Task to complete |
Each record needs to be echoed exactly; can you do that?

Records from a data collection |
════════════════════
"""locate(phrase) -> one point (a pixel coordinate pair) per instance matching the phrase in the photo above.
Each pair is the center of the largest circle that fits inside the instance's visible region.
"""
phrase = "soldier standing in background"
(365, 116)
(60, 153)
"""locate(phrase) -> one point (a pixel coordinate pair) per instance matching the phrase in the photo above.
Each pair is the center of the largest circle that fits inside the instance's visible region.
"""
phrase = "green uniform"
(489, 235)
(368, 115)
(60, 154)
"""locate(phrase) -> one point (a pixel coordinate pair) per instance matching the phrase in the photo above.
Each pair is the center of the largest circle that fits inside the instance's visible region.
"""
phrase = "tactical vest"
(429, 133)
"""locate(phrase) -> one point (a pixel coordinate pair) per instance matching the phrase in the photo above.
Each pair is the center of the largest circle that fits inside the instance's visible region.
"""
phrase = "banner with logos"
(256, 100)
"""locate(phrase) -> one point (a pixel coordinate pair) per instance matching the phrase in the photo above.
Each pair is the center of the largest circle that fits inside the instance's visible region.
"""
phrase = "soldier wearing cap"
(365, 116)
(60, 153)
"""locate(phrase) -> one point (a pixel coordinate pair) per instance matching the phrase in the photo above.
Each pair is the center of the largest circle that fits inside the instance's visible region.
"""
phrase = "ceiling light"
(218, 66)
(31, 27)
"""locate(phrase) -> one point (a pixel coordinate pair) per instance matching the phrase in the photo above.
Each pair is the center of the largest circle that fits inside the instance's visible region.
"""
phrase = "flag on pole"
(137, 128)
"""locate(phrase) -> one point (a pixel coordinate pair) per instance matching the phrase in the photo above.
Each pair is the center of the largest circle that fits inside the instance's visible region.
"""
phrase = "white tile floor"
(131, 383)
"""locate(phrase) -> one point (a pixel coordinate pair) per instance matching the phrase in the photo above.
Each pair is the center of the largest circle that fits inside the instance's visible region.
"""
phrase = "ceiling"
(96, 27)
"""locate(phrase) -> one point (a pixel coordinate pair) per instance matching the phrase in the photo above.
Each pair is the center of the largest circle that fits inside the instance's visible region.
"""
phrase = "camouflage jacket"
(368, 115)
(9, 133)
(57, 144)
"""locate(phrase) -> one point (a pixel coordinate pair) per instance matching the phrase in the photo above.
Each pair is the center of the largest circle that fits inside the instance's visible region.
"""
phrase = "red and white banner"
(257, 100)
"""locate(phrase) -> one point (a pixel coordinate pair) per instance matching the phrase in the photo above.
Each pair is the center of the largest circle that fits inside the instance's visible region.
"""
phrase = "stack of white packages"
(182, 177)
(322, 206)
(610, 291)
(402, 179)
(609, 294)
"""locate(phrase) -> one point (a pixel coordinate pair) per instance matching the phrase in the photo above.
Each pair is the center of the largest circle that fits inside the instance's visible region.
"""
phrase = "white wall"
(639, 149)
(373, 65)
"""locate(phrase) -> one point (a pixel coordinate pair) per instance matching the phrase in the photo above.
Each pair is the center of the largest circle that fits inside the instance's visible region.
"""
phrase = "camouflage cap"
════════════════════
Solution to the problem |
"""locate(phrase) -> one point (a pixel coordinate pair) per instance matching the phrase in the photo above.
Each pair is the center of the largest circle that fits inside the instance's visible region.
"""
phrase = "soldier standing in background"
(365, 116)
(60, 153)
"""locate(phrase) -> one point (a pixel coordinate pair) per instance matching the phrase in the photo above.
Each pair is the center of the largest circle that fits inside the instance's visible region.
"""
phrase = "green uniform"
(489, 235)
(368, 115)
(60, 154)
"""locate(phrase) -> one point (a pixel coordinate pair) per instance matching the phrase in the photo above.
Each pair is the center of the largest circle that fits inside the instance's visible region.
"""
phrase = "tactical vest"
(429, 133)
"""locate(phrase) -> one point (a pixel coordinate pair) per instance matching the phrase in the photo above.
Each pair is the center of the largest circle that fits inside the instance's visible region.
"""
phrase = "banner with logos"
(256, 100)
"""locate(phrase) -> one point (a pixel coordinate pair) per instance matching the phrase in the photo above.
Each pair is the center of the largest circle that fits inside the instance's visible region.
"""
phrase = "soldier wearing cap"
(365, 116)
(60, 153)
"""locate(phrase) -> one point (a pixel coordinate pair) per instance matching the phrase in the photo above.
Each pair is the center of the largest circle that fits inside the instance's visible region.
"""
phrase = "ceiling light"
(218, 66)
(31, 27)
"""locate(phrase) -> one point (a pixel coordinate pair) per instance matching the phrase in the photo above.
Each pair is the center of the largest circle that fits inside the instance's visible region.
"""
phrase = "flag on pole"
(137, 128)
"""locate(phrase) -> one point (a pixel coordinate pair) per instance matching the phrase in the photo above.
Each pair is the center of the largest circle that fits inside the instance's visible region.
"""
phrase = "white tile floor"
(131, 383)
"""locate(phrase) -> one point (a pixel coordinate pair) per instance matching the phrase in the photo above.
Each pair is the center of the largest circle that fits inside the instance's visible region.
"""
phrase = "ceiling"
(96, 27)
"""locate(phrase) -> one point (a pixel coordinate pair) per instance matching the phrase in the photo above.
Each pair is the center of the largest circle that fits inside the instance's visible region.
"""
phrase = "camouflage jacket"
(368, 115)
(9, 133)
(57, 144)
"""locate(phrase) -> one point (a pixel coordinate pair) per instance matching the phrase in the photo above.
Each pair is the center of the largest circle that fits inside the instance's visible region.
"""
phrase = "red and white banner"
(257, 100)
"""locate(phrase) -> one point (a pixel coordinate pair) per instance matching the phrase in the photo above.
Each pair is the center of the largest circle that fits inside the instance's visible region.
"""
phrase = "stack of white packages"
(182, 177)
(322, 206)
(610, 291)
(402, 179)
(609, 294)
"""locate(phrase) -> one point (a pixel coordinate pair) per instance matching the phrase in the photo above.
Each pair is the center of the largest circle that fits inside the instance's visible region.
"""
phrase = "white wall"
(639, 149)
(373, 65)
"""locate(phrase) -> one point (a pixel coordinate pair) per instance matching the phrase in the photo above.
Each pair is the center of the largest circle that fits inside the instance's visible region.
"""
phrase = "camouflage cap"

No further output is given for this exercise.